#### [Exercise task]
Extend the forum thread below about spotting queen bees, picking up right after its last line.

#### [Quoted text]

'''

It takes a bit of practice but it's worth it. I don't spend a lot of time looking at individual bees. I look for a group of bees that seem to be paying attention to something. Often, it's the queen. I also look for runners. Boy, queen's can run fast sometimes. But most of the time, I just scan the frames and suddenly...there she is. Once you get used to how a queen looks UNMARKED, it's easier in the future. By all accounts, I'm not the worlds best spotter of queens but that's what works for me.


----------



## hjsmith00843 (Jan 17, 2014)

I gave up looking for mine, I just look for signs of fresh eggs and very young larva. But my eyes have gotten a workout this week. Catching hundreds of queens.


----------



## Vance G (Jan 6, 2011)

'''

#### [Supplied information]
'''

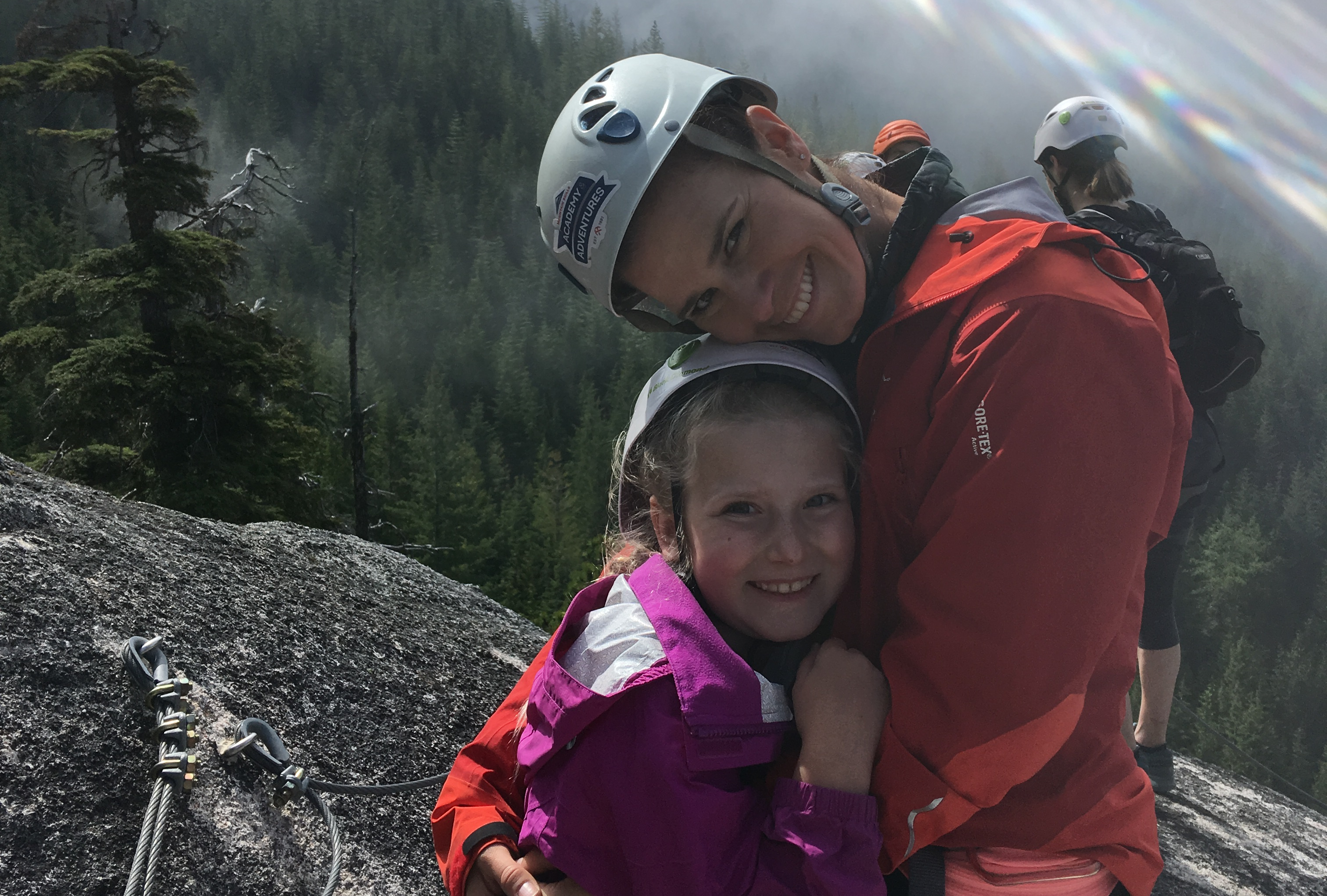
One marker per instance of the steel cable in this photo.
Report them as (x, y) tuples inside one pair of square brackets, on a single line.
[(154, 855), (330, 820), (136, 871), (377, 790)]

'''

#### [Result of the task]
This procedure is for after you fail and you feel you have to find the queen. Causes major disruption to you and the bees so do not do lightly! The answer is it is not easy and the most experienced beek sometimes can't find a runny hiding queen. If you really really need to find her, set down a bottom board with an empty box and take a frame of brood and AFTER you can't find the queen carefully brush or wiggle shake the bees off the frame and after making sure she is absolutely not one of the seven bees left on that frame, put the frame of brood in the empty box. Continue checking and clearing brood frames and placing them in the empty. When you have a box full of bee less brood and frames and in original order, place a queen excluder over it and set the now empty brood box on top of the excluder and continue looking for the queen as you wiggle shake and brush frames into the empty over the excluder.

set the bee less frames in another box and get all the bees in that empty box or flying. Many will settle on the other brood box full of beefless frames. Now carefully look at the box and bottom board you just emptied and shake those bees into the box over the excluder. Most of the bees will have gone down to the brood in the excluded box and gently with verified cool smoke encourage the remaining bees to go down. At some point probably running like a demon you will see your queen. Do with her what you intended and put things back together.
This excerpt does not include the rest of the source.